— Start EXCERPT PROVIDED —

This easy Instant Pot chicken recipe is inspired by one of my favorite take-out meals: Thai basil chicken! You’ll love the vibrant, fresh flavor and the snap of the green beans. Making this take-out favorite at home means you can adjust the spice level to your family’s preferences.
I love cooking, but I’m also a huge fan of taking a night off and ordering takeout. We order dinner from our favorite Thai restaurant at least once a month. I always get the same thing: gra prow chicken with medium heat.
Instead of using sliced chicken breast, they make theirs with ground chicken. I love the way the ground chicken soaks up the spicy sauce so you get tons of flavor in each bite.
They also add lightly stir-fried green beans to their recipe, which really takes it to the next level. They add great flavor and texture to the dish and help balance out the heat.
When I was coming up with recipes to include in my Clean Eating Instant Pot Cookbook, I knew I wanted to include my own take on this great recipe. While mine isn’t exactly the same as theirs — and definitely isn’t authentic Thai cuisine — it has quickly become a favorite of ours.
It comes together quickly, is full of flavor, and is made with simple, affordable ingredients.

— End EXCERPT PROVIDED —
— Start RECORDS FOR THE EXERCISE —

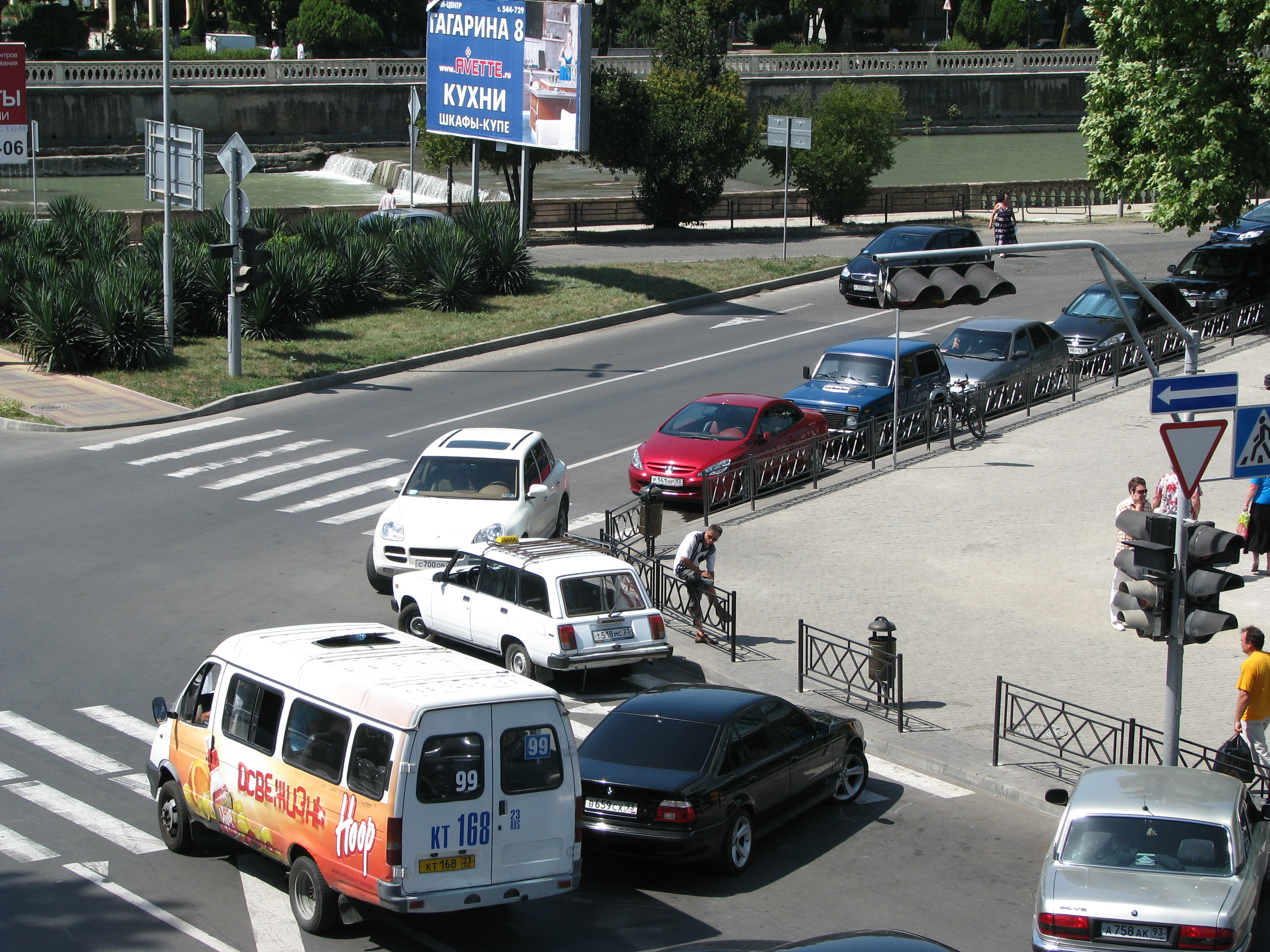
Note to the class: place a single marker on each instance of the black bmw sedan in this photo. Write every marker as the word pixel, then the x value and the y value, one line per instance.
pixel 693 772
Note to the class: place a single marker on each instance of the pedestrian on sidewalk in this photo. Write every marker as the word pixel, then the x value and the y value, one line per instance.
pixel 1004 221
pixel 1258 507
pixel 1252 709
pixel 699 546
pixel 1166 495
pixel 1137 502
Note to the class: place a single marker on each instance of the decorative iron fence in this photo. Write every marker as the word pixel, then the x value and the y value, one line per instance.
pixel 868 674
pixel 1082 735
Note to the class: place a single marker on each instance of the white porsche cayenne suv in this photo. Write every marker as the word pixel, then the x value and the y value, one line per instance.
pixel 472 485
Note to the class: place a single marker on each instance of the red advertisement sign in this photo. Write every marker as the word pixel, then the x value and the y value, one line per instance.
pixel 13 84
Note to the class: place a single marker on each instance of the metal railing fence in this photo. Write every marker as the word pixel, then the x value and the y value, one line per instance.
pixel 865 673
pixel 1090 738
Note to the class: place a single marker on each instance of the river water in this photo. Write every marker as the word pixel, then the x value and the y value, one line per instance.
pixel 351 178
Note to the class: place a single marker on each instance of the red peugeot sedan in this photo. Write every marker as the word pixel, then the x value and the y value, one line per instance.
pixel 713 434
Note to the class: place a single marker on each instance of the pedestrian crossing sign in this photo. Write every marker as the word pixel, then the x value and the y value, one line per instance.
pixel 1251 443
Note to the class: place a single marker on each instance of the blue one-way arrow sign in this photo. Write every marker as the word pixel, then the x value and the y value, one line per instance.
pixel 1204 391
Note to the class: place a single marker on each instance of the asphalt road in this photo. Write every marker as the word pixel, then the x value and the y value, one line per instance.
pixel 120 577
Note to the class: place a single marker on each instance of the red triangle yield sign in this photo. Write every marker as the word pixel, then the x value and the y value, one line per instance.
pixel 1191 446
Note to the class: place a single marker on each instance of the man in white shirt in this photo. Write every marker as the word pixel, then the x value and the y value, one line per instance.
pixel 699 546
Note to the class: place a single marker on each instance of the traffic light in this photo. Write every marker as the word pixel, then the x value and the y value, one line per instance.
pixel 252 259
pixel 1208 548
pixel 1145 601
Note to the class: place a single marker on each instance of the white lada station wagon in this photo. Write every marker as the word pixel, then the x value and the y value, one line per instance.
pixel 544 606
pixel 470 485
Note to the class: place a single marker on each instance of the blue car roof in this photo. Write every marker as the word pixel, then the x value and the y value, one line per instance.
pixel 881 347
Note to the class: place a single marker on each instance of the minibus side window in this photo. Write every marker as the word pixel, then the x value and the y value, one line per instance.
pixel 252 714
pixel 453 767
pixel 531 760
pixel 196 704
pixel 369 766
pixel 316 740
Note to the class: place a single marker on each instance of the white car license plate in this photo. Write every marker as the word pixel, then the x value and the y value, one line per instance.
pixel 612 807
pixel 1133 931
pixel 612 634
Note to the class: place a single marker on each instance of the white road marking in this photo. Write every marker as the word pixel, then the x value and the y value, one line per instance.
pixel 207 448
pixel 919 781
pixel 268 905
pixel 640 374
pixel 125 723
pixel 583 521
pixel 282 467
pixel 605 456
pixel 148 907
pixel 237 460
pixel 343 494
pixel 157 434
pixel 136 782
pixel 364 513
pixel 56 744
pixel 14 846
pixel 92 819
pixel 288 488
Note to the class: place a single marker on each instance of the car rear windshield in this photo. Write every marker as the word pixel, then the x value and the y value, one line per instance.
pixel 985 345
pixel 855 369
pixel 601 595
pixel 1100 304
pixel 648 740
pixel 1215 263
pixel 456 478
pixel 896 242
pixel 1149 843
pixel 704 421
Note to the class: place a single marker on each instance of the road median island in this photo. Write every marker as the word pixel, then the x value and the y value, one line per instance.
pixel 395 340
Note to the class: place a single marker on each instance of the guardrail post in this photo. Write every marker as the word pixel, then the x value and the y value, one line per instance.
pixel 996 728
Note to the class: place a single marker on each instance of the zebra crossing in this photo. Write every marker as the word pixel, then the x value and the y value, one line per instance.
pixel 267 466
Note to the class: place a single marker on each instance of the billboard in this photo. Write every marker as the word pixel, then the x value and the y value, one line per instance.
pixel 13 105
pixel 516 73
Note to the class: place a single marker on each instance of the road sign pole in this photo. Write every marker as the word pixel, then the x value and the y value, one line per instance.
pixel 235 303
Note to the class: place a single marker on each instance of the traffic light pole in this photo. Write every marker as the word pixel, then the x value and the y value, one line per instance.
pixel 235 303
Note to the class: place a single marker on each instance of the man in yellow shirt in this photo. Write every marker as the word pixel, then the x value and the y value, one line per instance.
pixel 1252 709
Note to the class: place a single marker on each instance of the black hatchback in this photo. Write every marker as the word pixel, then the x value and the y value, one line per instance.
pixel 693 772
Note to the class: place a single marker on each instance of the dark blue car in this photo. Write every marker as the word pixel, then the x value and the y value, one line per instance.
pixel 854 383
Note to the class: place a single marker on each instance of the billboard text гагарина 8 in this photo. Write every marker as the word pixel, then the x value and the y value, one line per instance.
pixel 514 73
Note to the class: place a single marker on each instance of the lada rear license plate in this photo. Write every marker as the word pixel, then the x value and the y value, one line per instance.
pixel 614 807
pixel 447 864
pixel 612 634
pixel 1136 931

— End RECORDS FOR THE EXERCISE —

◆ **PROBLEMS TO SOLVE**
(1) Pick out every line of the entries that contains the word "shirt".
(2) Extend the Thai basil chicken passage, picking up after its final sentence.
The Thai basil chicken passage and the entries are unrelated and should be treated separately.

◆ **ANSWERS FOR THIS EXERCISE**
(1)
Note to the class: place a single marker on each instance of the man in white shirt in this photo. Write every marker as the word pixel, then the x value and the y value, one line per instance.
Note to the class: place a single marker on each instance of the man in yellow shirt in this photo. Write every marker as the word pixel, then the x value and the y value, one line per instance.

(2)
To make this Instant Pot Basil Chicken, you’ll need:
- Ground Chicken. I use 93% lean chicken. This has some dark meat mixed in for a more robust flavor and extra moisture.
- Shallot. Shallots have a sweeter and milder flavor than onions and go really well in this recipe.
- Gluten-Free Fish Sauce. Fish sauce is a must! It gives this basil chicken it’s signature umami flavor.
- Coconut Aminos or Tamari. Coconut aminos or tamari keep this recipe gluten-free. If that isn’t a concern for you, you can use low sodium soy sauce.
- Chili Pepper Paste. As written, this recipe is pretty mild so go ahead and add more if you like things spicy!
- Red Bell Pepper.
- Fresh Green Beans.
- Fresh Basil.
Serving Suggestion: Enjoy this recipe on its own or, for a more substantial meal, serve it with a side of cauliflower rice or brown rice.
How to make Instant Pot basil chicken
Start by using the saute function to brown your chicken. Make sure you stir it around a little so it breaks up.
Add the shallot, bell pepper, soy sauce, fish sauce, and chili-garlic sauce. Give it a stir, then lock the lid in place and cook under high pressure for 2 minutes. This will cook the vegetables and infuse the flavor of the sauce into the chicken.
Next, add the green beans and return the lid to the pot. Let it sit for 5 minutes, until the beans are steamed to your liking.
Finally, stir in the basil and serve!
Pro Tip: I really hate mushy green beans, so I add them at the end instead of cooking them along with the other ingredients. The residual heat from the pot will steam the beans perfectly, so they’ll still have a little snap to them.
Substitutions and Variations
Switch up the meat. Tired of chicken? This recipe is also delicious when made with ground pork, beef, or tofu! You can also use frozen shrimp — just skip the browning step.
No shallot? No problem. Use 1/4 cup of thinly sliced red onion instead.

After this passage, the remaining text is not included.